» **DOCUMENT PASSAGE**
Key Revenue Measures

A number of key revenue measures have been announced within this Budget. Reform of the Territory’s payroll tax system is the major revenue measure in this Budget. A number of other revenue related measures also warrant comment.

Payroll Tax Reform

The Territory’s current payroll tax framework is in need of change. It is narrowly based and administratively cumbersome. All other jurisdictions have moved to include fringe benefits and (except Queensland) employer sponsored superannuation contributions in their tax base. By contrast, the Territory’s capacity to tax benefits and superannuation contributions is limited and the lack of legislative clarity has lead to uncertainty for both taxpayers and administrators.

The narrow base has also lead to the Territory imposing the highest tax rate in Australia and a relatively low tax-free threshold. Furthermore, the current rate and general exemption regime is complex to administer and causes inequities where a marginal increase in wage levels pushes wages into a higher rate tier. When faced with these inequities, employers may face a disincentive to increasing employment.

This Budget introduces a number of reforms to significantly improve the system with effect from 1 July 1999. The key elements of the reform package involve:

  - broadening the payroll tax base to include fringe benefits and superannuation contributions;
  - replacing the existing three tiered rate and reducing general exemption regime with a single rate and flat general exemption regime;  
  - reducing the top rate of payroll tax from 7% to 6.75%;
  - increasing the general exemption from $520,000 to $600,000;
  - reducing the impost for small to medium sized employers, particularly those which operate exclusively in the Territory;
  - reducing compliance and collection costs and providing greater certainty for all employers by aligning the Territory regime more closely with other jurisdictions to provide a more consistent basis for administering payroll tax; and
  - maintaining broad revenue neutrality.

The broadened base enables the tax-free threshold to be increased and the rate reduced meaning it is no longer the highest rate in Australia.

The reform measures will particularly benefit small to medium sized employers (taxable wages of less than $3M) operating exclusively in the Northern Territory. Payroll tax reductions are expected for 87% of all taxable employers operating exclusively in the Territory. There are some 240 such employers who will share in tax savings of approximately $1.7M. The average reduction in payroll tax for many of these employers is in the order of 15%.

The measures will also result in reduced payroll tax for many small to medium employers who operate in the Territory and other jurisdictions. For a handful of employers, payroll tax will no longer be a liability based on their current wage levels.

» **WHAT YOU HAVE TO DO**
In the payroll tax passage, what new amount is set for the general exemption? The material after the payroll tax passage comes from an unrelated source.

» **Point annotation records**
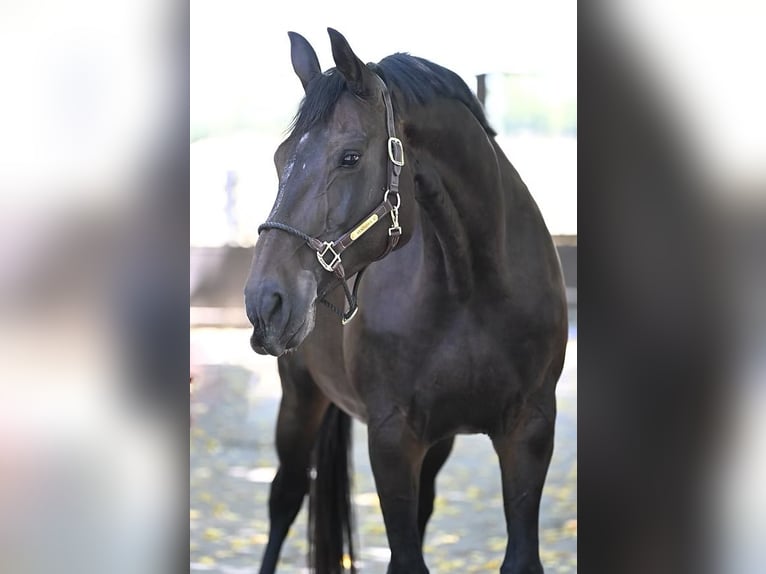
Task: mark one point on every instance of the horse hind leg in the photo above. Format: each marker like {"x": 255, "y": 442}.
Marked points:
{"x": 300, "y": 415}
{"x": 525, "y": 453}
{"x": 432, "y": 463}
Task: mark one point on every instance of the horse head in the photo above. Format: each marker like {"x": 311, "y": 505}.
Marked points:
{"x": 338, "y": 178}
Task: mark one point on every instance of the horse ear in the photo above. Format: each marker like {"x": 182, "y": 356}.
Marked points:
{"x": 305, "y": 61}
{"x": 353, "y": 69}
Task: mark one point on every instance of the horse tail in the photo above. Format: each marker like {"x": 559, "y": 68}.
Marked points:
{"x": 330, "y": 511}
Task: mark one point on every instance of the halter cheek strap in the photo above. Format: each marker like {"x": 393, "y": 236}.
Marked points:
{"x": 329, "y": 252}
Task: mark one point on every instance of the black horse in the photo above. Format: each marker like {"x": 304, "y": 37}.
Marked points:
{"x": 461, "y": 324}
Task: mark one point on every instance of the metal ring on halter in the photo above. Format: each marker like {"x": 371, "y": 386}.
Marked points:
{"x": 398, "y": 198}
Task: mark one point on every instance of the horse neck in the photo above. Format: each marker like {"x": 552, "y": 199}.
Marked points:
{"x": 457, "y": 186}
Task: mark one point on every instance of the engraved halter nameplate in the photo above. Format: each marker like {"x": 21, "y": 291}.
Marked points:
{"x": 357, "y": 233}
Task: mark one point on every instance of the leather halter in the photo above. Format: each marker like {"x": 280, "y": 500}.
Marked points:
{"x": 329, "y": 252}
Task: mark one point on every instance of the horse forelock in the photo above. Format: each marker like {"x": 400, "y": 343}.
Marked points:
{"x": 412, "y": 81}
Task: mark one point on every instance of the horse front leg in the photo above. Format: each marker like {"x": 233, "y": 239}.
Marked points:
{"x": 525, "y": 453}
{"x": 300, "y": 415}
{"x": 432, "y": 463}
{"x": 396, "y": 455}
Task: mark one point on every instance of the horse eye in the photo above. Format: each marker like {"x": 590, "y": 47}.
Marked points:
{"x": 350, "y": 159}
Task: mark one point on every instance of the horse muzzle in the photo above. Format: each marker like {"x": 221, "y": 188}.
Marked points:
{"x": 281, "y": 318}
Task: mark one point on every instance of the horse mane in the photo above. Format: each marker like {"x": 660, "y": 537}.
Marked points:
{"x": 412, "y": 81}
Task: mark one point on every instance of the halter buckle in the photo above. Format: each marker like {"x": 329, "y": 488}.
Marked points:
{"x": 335, "y": 257}
{"x": 396, "y": 151}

» **RESPONSE**
$600,000, increased from $520,000.